# Requirement
Within the data below, count the lines that include "paver" and give only the count.

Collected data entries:

..........

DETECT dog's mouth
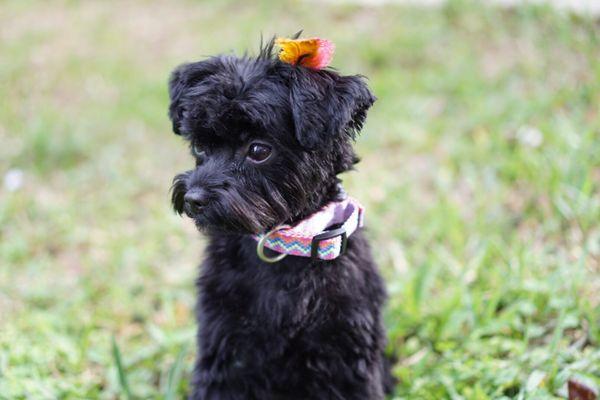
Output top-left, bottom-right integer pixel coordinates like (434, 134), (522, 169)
(183, 199), (269, 235)
(173, 174), (287, 235)
(190, 213), (215, 232)
(183, 205), (220, 233)
(183, 203), (205, 220)
(182, 200), (213, 227)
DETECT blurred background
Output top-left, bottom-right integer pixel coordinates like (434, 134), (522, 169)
(1, 0), (599, 398)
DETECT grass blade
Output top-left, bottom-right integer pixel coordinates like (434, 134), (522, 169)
(112, 335), (133, 400)
(165, 344), (190, 400)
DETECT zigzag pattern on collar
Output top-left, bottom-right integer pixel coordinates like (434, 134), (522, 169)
(254, 197), (364, 261)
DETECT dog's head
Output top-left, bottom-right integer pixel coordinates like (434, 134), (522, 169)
(169, 38), (375, 234)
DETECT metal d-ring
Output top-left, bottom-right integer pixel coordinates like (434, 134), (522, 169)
(256, 224), (291, 263)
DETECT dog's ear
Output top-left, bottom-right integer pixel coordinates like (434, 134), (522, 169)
(289, 70), (376, 148)
(168, 61), (217, 136)
(171, 172), (189, 214)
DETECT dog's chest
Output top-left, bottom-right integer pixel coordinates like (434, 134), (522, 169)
(199, 235), (342, 332)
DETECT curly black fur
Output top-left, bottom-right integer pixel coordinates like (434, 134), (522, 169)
(168, 37), (395, 399)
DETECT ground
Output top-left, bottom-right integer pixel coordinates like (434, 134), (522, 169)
(0, 1), (599, 399)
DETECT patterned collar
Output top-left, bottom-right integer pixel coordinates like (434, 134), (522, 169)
(254, 197), (365, 263)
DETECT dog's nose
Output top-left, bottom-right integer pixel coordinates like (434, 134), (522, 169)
(184, 189), (209, 215)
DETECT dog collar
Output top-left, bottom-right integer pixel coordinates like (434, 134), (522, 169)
(254, 197), (364, 263)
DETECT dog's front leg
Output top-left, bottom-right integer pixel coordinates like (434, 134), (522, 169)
(190, 380), (248, 400)
(189, 331), (280, 400)
(189, 357), (253, 400)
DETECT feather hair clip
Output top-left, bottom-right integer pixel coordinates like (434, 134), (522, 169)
(275, 37), (335, 70)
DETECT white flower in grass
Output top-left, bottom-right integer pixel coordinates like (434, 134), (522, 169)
(516, 125), (543, 148)
(4, 169), (24, 192)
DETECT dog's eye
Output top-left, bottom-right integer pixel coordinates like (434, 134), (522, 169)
(192, 142), (206, 159)
(247, 143), (272, 163)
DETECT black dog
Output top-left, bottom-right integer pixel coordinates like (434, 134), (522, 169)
(169, 37), (394, 399)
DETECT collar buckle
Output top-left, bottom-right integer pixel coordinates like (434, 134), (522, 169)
(311, 226), (347, 261)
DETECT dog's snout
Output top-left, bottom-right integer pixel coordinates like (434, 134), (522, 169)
(184, 189), (209, 215)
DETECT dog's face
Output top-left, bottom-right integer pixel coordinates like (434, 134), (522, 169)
(169, 46), (375, 234)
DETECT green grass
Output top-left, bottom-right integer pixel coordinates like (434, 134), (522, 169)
(1, 0), (599, 398)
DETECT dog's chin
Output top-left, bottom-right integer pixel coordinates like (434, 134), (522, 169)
(189, 214), (212, 232)
(186, 208), (267, 236)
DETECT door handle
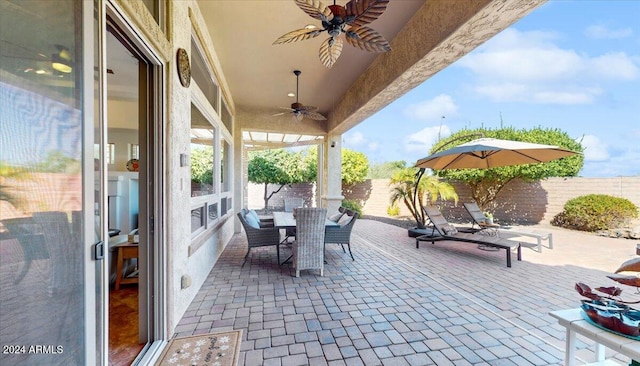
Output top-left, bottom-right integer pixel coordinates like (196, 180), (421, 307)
(94, 240), (105, 260)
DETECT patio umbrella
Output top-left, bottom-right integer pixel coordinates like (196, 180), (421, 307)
(414, 137), (578, 170)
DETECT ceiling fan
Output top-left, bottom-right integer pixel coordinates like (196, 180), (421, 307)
(273, 70), (326, 122)
(273, 0), (391, 68)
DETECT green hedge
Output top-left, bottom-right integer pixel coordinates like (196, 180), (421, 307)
(551, 194), (638, 232)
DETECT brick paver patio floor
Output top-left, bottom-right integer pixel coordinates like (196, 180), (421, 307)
(174, 219), (639, 365)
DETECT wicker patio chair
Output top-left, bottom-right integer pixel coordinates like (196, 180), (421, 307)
(283, 198), (304, 242)
(237, 212), (282, 266)
(324, 210), (358, 261)
(292, 207), (327, 277)
(242, 208), (274, 228)
(33, 211), (82, 291)
(284, 197), (304, 212)
(1, 216), (48, 284)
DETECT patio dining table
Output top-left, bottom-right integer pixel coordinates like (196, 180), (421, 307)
(272, 211), (339, 230)
(272, 211), (339, 265)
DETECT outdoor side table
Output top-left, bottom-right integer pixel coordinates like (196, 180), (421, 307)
(550, 308), (640, 366)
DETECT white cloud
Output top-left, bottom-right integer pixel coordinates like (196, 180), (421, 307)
(459, 29), (582, 82)
(367, 141), (379, 151)
(590, 52), (639, 80)
(457, 28), (639, 104)
(404, 94), (457, 121)
(460, 47), (583, 82)
(475, 83), (601, 104)
(344, 131), (366, 146)
(578, 135), (609, 161)
(405, 125), (452, 153)
(585, 25), (633, 39)
(532, 89), (602, 104)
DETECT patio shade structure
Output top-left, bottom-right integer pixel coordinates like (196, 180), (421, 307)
(414, 137), (579, 170)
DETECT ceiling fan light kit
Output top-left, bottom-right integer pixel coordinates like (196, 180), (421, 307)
(272, 70), (326, 121)
(51, 45), (73, 73)
(273, 0), (391, 68)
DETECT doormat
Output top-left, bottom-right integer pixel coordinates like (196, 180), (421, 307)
(155, 330), (242, 366)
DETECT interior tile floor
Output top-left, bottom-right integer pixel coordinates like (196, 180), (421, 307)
(109, 286), (143, 365)
(174, 219), (639, 365)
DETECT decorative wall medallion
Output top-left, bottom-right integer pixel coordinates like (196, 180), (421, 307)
(126, 159), (139, 172)
(176, 48), (191, 87)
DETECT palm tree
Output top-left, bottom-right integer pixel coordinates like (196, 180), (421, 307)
(389, 168), (458, 229)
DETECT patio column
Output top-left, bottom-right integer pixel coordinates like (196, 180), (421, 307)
(233, 124), (243, 233)
(321, 134), (343, 213)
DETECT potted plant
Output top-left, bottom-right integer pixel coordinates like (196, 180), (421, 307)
(389, 168), (458, 237)
(484, 211), (494, 225)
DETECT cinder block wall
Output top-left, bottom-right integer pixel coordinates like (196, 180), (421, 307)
(248, 177), (640, 225)
(248, 183), (315, 211)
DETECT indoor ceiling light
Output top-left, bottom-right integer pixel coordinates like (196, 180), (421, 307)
(287, 93), (295, 97)
(51, 46), (72, 73)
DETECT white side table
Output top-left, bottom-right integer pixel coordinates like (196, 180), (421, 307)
(550, 308), (640, 366)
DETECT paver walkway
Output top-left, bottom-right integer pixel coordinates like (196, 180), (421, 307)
(174, 219), (640, 365)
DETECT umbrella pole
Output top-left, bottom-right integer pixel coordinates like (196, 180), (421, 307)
(412, 133), (484, 225)
(412, 168), (426, 222)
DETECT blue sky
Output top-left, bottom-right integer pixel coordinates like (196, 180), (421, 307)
(342, 1), (640, 178)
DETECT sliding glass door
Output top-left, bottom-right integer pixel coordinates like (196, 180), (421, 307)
(0, 0), (103, 364)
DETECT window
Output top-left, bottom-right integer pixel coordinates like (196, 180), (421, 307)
(191, 38), (219, 112)
(189, 31), (235, 243)
(129, 144), (139, 160)
(220, 197), (228, 217)
(207, 203), (218, 223)
(141, 0), (164, 27)
(221, 99), (232, 133)
(190, 105), (215, 197)
(220, 137), (231, 192)
(191, 206), (205, 233)
(107, 143), (115, 164)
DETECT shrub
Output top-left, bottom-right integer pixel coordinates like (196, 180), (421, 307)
(387, 204), (400, 217)
(551, 194), (639, 232)
(342, 199), (363, 217)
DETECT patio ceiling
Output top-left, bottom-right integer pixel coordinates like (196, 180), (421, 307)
(242, 131), (324, 150)
(197, 0), (546, 142)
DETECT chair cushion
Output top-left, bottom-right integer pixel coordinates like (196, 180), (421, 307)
(244, 212), (260, 229)
(337, 214), (352, 226)
(328, 211), (344, 223)
(441, 224), (458, 235)
(248, 209), (260, 222)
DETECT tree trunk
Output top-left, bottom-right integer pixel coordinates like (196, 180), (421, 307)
(263, 183), (289, 210)
(263, 183), (269, 209)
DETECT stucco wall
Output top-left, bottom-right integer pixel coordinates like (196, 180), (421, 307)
(129, 0), (237, 334)
(248, 177), (640, 225)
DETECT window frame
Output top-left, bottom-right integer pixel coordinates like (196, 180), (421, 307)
(188, 33), (234, 241)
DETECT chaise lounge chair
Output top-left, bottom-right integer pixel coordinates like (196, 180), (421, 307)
(462, 202), (553, 253)
(418, 206), (522, 267)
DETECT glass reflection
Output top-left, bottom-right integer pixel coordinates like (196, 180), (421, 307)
(0, 0), (85, 364)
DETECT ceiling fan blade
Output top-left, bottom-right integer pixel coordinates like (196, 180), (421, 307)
(298, 105), (318, 112)
(273, 28), (322, 45)
(344, 0), (389, 27)
(293, 112), (304, 122)
(319, 36), (343, 68)
(345, 26), (390, 52)
(294, 0), (333, 21)
(272, 112), (288, 117)
(278, 106), (295, 111)
(303, 110), (327, 121)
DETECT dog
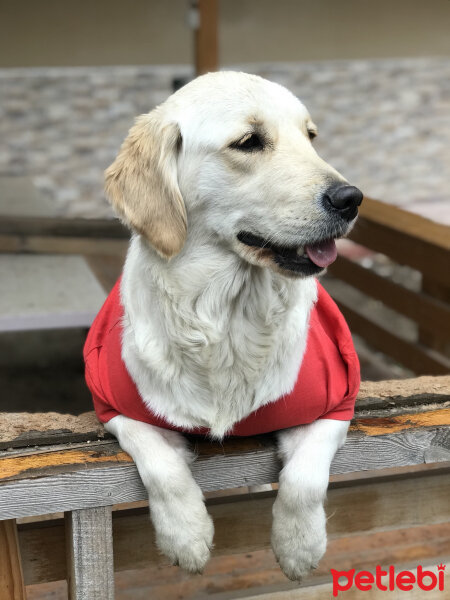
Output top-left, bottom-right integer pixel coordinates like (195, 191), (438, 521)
(84, 71), (362, 580)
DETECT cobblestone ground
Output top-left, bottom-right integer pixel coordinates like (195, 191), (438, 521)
(0, 58), (449, 221)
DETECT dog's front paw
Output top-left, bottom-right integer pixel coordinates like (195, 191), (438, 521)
(150, 495), (214, 573)
(271, 495), (327, 581)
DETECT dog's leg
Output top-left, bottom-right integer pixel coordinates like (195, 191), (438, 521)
(272, 419), (349, 581)
(105, 415), (214, 572)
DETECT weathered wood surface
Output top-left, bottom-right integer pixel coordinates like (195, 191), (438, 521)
(0, 426), (448, 520)
(16, 469), (450, 585)
(0, 377), (448, 518)
(0, 519), (26, 599)
(1, 376), (448, 449)
(65, 506), (114, 600)
(0, 411), (108, 450)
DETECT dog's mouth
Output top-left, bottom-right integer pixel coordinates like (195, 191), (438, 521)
(237, 231), (338, 275)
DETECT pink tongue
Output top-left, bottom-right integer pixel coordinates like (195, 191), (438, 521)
(305, 239), (337, 268)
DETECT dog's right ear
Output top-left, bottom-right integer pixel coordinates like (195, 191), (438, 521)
(105, 109), (187, 259)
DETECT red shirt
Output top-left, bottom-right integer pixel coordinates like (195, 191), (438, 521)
(84, 278), (360, 436)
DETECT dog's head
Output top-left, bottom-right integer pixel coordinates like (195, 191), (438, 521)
(105, 71), (362, 277)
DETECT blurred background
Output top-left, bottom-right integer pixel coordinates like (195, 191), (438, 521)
(0, 2), (449, 597)
(1, 0), (449, 220)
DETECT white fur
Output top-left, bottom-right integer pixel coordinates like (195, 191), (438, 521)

..........

# Reply to the exercise
2